Copy the data that follows, exactly and completely.

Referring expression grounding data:
#####
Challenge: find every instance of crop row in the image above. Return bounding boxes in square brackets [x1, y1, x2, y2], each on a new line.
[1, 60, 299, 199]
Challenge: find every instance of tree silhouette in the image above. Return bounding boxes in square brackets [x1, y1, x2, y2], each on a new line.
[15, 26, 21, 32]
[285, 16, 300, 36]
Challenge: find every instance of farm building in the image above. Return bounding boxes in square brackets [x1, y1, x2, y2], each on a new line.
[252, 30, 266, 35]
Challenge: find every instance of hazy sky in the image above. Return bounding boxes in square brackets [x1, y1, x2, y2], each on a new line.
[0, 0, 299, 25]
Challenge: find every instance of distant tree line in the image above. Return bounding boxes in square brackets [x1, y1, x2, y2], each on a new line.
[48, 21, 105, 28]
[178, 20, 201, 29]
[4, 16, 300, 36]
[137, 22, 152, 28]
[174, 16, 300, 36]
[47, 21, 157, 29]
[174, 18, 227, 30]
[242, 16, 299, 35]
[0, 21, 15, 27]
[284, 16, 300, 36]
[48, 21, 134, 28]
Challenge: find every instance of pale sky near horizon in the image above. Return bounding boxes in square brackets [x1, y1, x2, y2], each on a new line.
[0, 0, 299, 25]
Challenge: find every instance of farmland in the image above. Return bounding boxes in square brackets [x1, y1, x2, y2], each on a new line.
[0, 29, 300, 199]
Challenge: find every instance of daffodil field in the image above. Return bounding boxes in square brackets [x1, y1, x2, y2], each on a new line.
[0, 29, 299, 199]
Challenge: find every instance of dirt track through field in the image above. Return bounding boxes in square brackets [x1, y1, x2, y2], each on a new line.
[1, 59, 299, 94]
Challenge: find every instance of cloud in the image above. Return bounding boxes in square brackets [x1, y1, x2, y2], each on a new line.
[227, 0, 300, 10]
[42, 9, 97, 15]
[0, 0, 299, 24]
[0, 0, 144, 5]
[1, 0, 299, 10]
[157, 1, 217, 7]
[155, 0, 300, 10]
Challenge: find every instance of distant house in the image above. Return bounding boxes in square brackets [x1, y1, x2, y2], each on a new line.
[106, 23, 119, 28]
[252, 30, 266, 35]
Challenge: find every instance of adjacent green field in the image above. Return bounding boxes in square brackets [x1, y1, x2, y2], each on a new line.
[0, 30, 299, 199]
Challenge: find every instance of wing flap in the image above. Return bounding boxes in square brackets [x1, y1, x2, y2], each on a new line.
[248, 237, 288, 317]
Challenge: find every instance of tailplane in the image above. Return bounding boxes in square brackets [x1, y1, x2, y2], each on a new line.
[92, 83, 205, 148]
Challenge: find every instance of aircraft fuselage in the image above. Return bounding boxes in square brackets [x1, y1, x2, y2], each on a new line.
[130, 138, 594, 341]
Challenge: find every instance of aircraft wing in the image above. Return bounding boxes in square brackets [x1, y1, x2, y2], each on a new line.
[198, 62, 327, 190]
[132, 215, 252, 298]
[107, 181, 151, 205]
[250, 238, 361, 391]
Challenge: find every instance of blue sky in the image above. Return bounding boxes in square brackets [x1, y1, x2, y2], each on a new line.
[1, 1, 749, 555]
#####
Exercise output »
Challenge: find every instance of crop row in the image above. Return bounding boxes in square brackets [x1, y1, x2, y2], each on a new line.
[1, 60, 299, 199]
Challenge: find every instance of tree silhouette in the image above. Return bounding boxes in square brackets [x1, y1, x2, y2], each on a new line.
[15, 26, 21, 32]
[285, 16, 300, 36]
Challenge: find every instance of farm building in the image above. Return bounding boxes in square brackets [x1, y1, x2, y2], each on a new line.
[252, 30, 266, 35]
Challenge: find every instance of hazy sky in the image above. Return bounding boxes in square brackets [x1, y1, x2, y2], each on a new line.
[0, 0, 299, 25]
Challenge: find every instance of distant tree line in the image above. Return bounding boxes in square brackets [x1, y1, x2, y2], each on a new line.
[48, 21, 105, 28]
[178, 20, 201, 29]
[4, 16, 300, 36]
[137, 22, 152, 28]
[174, 16, 300, 36]
[47, 21, 157, 29]
[174, 18, 227, 30]
[242, 16, 299, 35]
[0, 21, 15, 27]
[284, 16, 300, 36]
[48, 21, 134, 28]
Challenge: find every instance of pale sky near horizon in the image above. Return bounding boxes in square brackets [x1, y1, x2, y2], each on a new line.
[0, 0, 299, 25]
Challenge: find every instance of farmland in the image above. Return bounding boxes in square brackets [x1, y1, x2, y2], each on a new line.
[0, 29, 300, 199]
Challenge: find every instance of daffodil field in the image above. Return bounding boxes in square brackets [x1, y1, x2, y2], each on a new line.
[0, 29, 299, 199]
Challenge: find every instance of dirt track through field in the image above. Return bounding boxes in square brackets [x1, y1, x2, y2], each on a new line.
[1, 59, 299, 94]
Challenge: find every instance of cloud in the image above. Return bounding boxes in square brackets [x1, y1, x2, y2], each on a new line.
[227, 0, 300, 10]
[42, 9, 97, 15]
[0, 0, 299, 24]
[0, 0, 144, 5]
[1, 0, 299, 10]
[157, 1, 217, 7]
[155, 0, 300, 10]
Challenge: find every instance of distant house in the image above. Return bounding boxes in square brackets [x1, y1, x2, y2], each on a new line.
[106, 23, 119, 28]
[252, 30, 266, 35]
Challenge: find every instance of adjacent green field in the image above. Return bounding boxes in square brackets [x1, y1, x2, y2], each on a new line.
[0, 30, 299, 199]
Challenge: find every instance of wing flap in the image above. Return bounding boxes in square brackets [x1, y1, x2, y2], each on a new line.
[248, 237, 288, 317]
Challenge: find every instance of tailplane in the image above. Return bounding boxes in square brackets [x1, y1, x2, y2], each on a new line.
[92, 83, 205, 148]
Challenge: find every instance of aircraft fuselage in the image above. Return bounding boxes in square brackets [x1, y1, x2, y2], each on a new line.
[130, 138, 594, 341]
Challenge: find every instance of aircraft wing in the image above. Return bounding boxes in square brackets [x1, y1, x2, y2], each on a new line.
[198, 62, 327, 190]
[132, 215, 252, 298]
[107, 181, 151, 205]
[250, 238, 361, 391]
Challenge: find every instance of blue sky in the image above. Return bounding boxes in square brackets [x1, y1, x2, y2], each on a new line.
[1, 1, 749, 555]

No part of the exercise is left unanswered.